------ Task data ------

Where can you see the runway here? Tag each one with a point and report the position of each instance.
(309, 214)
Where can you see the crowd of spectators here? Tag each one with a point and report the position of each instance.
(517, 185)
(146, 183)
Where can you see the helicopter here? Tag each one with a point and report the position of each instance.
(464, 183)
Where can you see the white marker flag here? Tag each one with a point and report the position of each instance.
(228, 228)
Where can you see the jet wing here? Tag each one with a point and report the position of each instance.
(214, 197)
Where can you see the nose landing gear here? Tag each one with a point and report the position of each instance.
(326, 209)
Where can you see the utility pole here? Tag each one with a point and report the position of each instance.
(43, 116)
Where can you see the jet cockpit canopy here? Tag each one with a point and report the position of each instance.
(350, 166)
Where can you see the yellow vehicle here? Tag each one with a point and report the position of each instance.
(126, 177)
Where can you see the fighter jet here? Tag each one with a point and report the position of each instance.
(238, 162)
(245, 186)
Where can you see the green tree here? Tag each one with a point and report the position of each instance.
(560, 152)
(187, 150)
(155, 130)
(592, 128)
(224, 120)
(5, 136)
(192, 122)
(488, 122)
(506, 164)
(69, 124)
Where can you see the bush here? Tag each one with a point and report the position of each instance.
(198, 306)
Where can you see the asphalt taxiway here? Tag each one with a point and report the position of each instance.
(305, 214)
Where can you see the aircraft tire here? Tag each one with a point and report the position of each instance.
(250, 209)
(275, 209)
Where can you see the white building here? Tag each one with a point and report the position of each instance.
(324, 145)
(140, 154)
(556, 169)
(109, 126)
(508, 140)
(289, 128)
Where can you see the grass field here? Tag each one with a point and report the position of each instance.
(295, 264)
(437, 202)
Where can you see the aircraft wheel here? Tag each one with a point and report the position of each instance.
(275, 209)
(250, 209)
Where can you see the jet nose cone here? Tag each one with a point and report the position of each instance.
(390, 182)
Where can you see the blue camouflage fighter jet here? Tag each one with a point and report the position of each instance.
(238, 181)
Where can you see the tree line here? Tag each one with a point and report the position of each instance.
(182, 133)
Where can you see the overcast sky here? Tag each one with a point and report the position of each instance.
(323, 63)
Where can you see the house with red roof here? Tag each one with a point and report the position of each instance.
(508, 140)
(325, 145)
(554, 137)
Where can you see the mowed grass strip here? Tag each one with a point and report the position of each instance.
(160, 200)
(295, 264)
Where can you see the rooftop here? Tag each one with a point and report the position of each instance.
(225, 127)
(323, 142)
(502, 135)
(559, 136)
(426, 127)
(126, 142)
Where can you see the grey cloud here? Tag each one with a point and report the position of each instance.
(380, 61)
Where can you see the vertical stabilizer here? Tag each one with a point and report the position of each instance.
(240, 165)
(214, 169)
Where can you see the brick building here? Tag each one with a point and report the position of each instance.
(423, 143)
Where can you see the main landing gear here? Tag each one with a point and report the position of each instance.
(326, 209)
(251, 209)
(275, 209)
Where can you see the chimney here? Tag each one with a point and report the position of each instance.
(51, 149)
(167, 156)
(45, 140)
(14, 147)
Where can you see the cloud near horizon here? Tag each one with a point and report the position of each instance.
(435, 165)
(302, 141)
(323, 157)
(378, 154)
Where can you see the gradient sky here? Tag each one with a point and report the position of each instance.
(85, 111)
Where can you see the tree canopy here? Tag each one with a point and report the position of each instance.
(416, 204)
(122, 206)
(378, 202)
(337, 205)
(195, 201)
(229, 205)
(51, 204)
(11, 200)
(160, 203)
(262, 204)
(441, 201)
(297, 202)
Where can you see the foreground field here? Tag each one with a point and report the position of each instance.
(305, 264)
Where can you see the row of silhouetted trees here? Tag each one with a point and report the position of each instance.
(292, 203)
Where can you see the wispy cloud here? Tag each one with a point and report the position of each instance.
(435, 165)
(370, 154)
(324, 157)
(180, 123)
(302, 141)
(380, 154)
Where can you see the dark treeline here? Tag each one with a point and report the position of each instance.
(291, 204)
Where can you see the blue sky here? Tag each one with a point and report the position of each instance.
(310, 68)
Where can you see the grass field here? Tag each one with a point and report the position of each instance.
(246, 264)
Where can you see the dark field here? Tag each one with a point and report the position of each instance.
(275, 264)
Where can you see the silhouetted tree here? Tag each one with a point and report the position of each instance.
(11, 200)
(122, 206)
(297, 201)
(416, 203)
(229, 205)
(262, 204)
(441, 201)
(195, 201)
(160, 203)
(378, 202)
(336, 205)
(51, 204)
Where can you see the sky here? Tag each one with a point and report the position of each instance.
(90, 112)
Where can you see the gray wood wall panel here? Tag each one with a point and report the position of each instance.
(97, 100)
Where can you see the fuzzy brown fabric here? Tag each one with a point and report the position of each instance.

------

Given request:
Give back, unchanged, every line from the one with "Where can you see the silhouetted" to the end of the entries above.

Finished exercise:
Where can you see the silhouetted tree here? Tag each one with a point and report the position of each instance.
(11, 200)
(122, 206)
(297, 201)
(416, 203)
(229, 205)
(262, 204)
(441, 201)
(195, 201)
(160, 203)
(378, 202)
(336, 205)
(51, 204)
Where can you see the sky here? Tag each one with a point and report the position of each instance.
(90, 112)
Where can you see the gray wood wall panel here? Tag each one with a point and report the position of each instance.
(97, 100)
Where can you see the fuzzy brown fabric here? Tag each one with a point and report the position of each instance.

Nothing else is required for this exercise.